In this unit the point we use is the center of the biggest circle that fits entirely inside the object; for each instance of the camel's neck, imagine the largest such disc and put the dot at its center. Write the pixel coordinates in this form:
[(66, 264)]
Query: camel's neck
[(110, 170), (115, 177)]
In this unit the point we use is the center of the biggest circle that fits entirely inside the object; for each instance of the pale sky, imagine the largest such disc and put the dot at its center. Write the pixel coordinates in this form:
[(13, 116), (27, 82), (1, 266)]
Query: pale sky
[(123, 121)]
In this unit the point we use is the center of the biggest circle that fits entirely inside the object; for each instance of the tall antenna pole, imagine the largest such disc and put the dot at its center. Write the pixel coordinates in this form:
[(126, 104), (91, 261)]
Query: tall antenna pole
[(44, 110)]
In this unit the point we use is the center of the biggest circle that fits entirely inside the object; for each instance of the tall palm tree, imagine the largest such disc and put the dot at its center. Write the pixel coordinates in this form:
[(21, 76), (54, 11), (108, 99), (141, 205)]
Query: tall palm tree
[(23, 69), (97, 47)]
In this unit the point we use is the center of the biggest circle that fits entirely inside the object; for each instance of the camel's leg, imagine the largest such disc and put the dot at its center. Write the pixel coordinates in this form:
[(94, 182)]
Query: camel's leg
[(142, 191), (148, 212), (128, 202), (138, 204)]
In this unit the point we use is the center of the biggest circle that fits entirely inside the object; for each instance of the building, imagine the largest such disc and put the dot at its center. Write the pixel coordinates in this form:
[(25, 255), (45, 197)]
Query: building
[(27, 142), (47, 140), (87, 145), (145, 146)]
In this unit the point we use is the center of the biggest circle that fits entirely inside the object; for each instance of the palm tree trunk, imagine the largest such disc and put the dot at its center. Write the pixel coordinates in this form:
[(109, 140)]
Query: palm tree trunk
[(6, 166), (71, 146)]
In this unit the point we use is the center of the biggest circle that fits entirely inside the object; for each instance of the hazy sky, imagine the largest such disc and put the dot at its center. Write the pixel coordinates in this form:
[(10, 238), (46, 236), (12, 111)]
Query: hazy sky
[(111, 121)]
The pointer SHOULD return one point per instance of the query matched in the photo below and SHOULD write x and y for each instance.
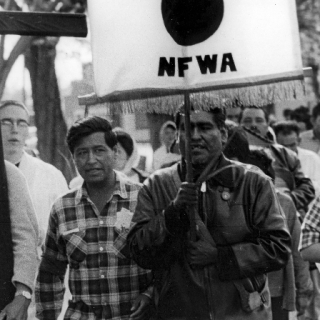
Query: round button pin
(225, 195)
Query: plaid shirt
(310, 230)
(94, 246)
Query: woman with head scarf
(127, 157)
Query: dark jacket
(245, 221)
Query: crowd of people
(239, 241)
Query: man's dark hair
(218, 115)
(266, 115)
(125, 140)
(286, 128)
(87, 126)
(316, 111)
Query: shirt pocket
(120, 246)
(76, 247)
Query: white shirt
(46, 183)
(310, 163)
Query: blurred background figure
(310, 139)
(165, 154)
(127, 156)
(291, 287)
(233, 114)
(302, 117)
(287, 114)
(288, 135)
(289, 176)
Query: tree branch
(20, 47)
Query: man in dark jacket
(241, 232)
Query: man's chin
(199, 161)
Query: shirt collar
(119, 189)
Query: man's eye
(6, 122)
(22, 124)
(81, 153)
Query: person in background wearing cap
(163, 155)
(241, 233)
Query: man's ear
(115, 152)
(224, 136)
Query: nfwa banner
(219, 50)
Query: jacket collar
(226, 177)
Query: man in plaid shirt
(87, 230)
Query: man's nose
(14, 126)
(91, 157)
(195, 133)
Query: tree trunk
(315, 81)
(51, 127)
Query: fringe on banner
(201, 99)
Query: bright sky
(71, 54)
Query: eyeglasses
(21, 124)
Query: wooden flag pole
(189, 177)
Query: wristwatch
(26, 294)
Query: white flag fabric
(219, 50)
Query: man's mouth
(197, 147)
(93, 170)
(13, 140)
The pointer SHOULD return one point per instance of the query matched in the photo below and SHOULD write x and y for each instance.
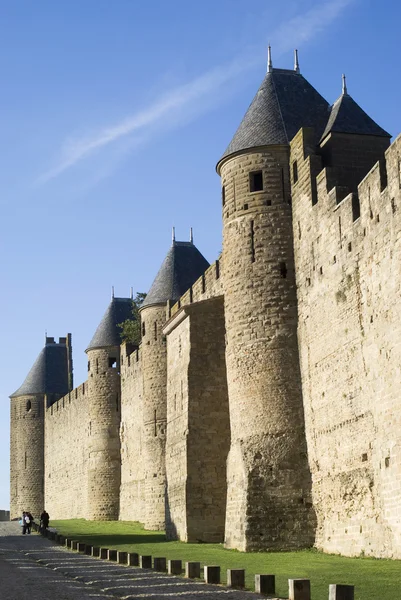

# Requirement
Type out the entries again without a single change, and leave the pictures out.

# Reply
In this unit the point we use is the center of the biggest circle that fits entirely inside the object; for each instance of the camel's neck, imagine the largest such disc and put the dot at its center. Write the pixel coordinates in this form:
[(66, 264)]
Query: camel's neck
[(110, 170), (115, 177)]
In this unit the point we use is the center of the biggest circle that fits entirely inside the object; for each instance of the pale sky, imagine the largest such disc and put the dot at its center. Write the pixel coordinates in this form:
[(13, 116), (27, 82), (1, 266)]
Query: pale sky
[(123, 121)]
In this unit the point we use is the center of the biggest circle that fits entirely inside the object; for each instance of the tall antenna pole, imagine the largest such disc and put the dot at its center. Write the pixel coordinates in this form:
[(126, 104), (91, 261)]
Query: tall antenna pole
[(44, 110)]
In this unit the point we use is the center of the biggest circle that fits entirely inside the object; for each instance of the tall palm tree, imagine the largest such disc and put the dot at its center. Write the pixel coordinates in this form:
[(21, 76), (54, 11), (108, 99), (141, 205)]
Query: tall palm tree
[(23, 69), (97, 47)]
In this unit the point we use is the center of the biggest circle that fits entirely inside the object; for each instance of the camel's leg, imagine the largest such disc and put the dot at its center. Write the pixel coordinates in this form:
[(94, 182)]
Query: camel's leg
[(142, 191), (148, 212), (128, 202), (138, 204)]
In this unit the point we use is the center of the biggest circle that fits entirely inside the object; for each instance of the building, imagine the largest such disc and put the dot at its center. Write the pixel coordinates in this form:
[(25, 255), (45, 197)]
Query: building
[(27, 142), (47, 140), (87, 145), (145, 146)]
In this unit the point we use is the center of the biggest circle that fits entirely inside the object; for each instance of the palm tree trunk, imagine the largest such disc and put the dot at its center. Write the pixel coordinates in this form:
[(109, 140)]
Query: palm tree trunk
[(6, 166), (71, 146)]
In this unit the point we use is the center of the biggest circle that fits entirely inside the object; for each instance of the hazy sky, imagine the largest such disc and put the dot at its center. Write the pixel coordinates in this form:
[(10, 238), (46, 236), (12, 111)]
Query: hazy sky
[(111, 121)]
The pointer SHOULD return one point per instance of the query matched in the photo below and SHOULD write x and y for each instance.
Query: round button pin
(225, 195)
Query: plaid shirt
(310, 230)
(94, 246)
Query: woman with head scarf
(127, 157)
Query: dark jacket
(245, 221)
Query: crowd of people
(239, 241)
Query: man's dark hair
(218, 115)
(266, 115)
(125, 140)
(286, 128)
(87, 126)
(316, 111)
Query: shirt pocket
(120, 246)
(76, 247)
Query: white shirt
(46, 183)
(310, 163)
Query: blurred background figure
(310, 139)
(165, 154)
(127, 156)
(291, 287)
(233, 114)
(302, 117)
(287, 114)
(288, 135)
(289, 176)
Query: tree branch
(20, 47)
Query: man in dark jacket
(241, 232)
Query: man's chin
(199, 161)
Query: shirt collar
(119, 189)
Query: man's eye
(6, 122)
(22, 124)
(81, 153)
Query: person in background wearing cap
(163, 155)
(241, 233)
Query: man's ear
(115, 152)
(224, 136)
Query: nfwa banner
(219, 50)
Query: jacket collar
(226, 177)
Query: man in plaid shirt
(87, 230)
Query: man's nose
(14, 126)
(91, 157)
(195, 133)
Query: tree trunk
(315, 81)
(51, 127)
Query: fringe on banner
(201, 99)
Query: bright sky
(71, 54)
Query: eyeglasses
(21, 124)
Query: wooden flag pole
(189, 177)
Query: wristwatch
(26, 294)
Query: white flag fabric
(219, 50)
Query: man's mouth
(197, 147)
(93, 170)
(13, 140)
The pointer SHOULD return one point per instance of the query matched in the photo below and SHOULD write x and y for each instance.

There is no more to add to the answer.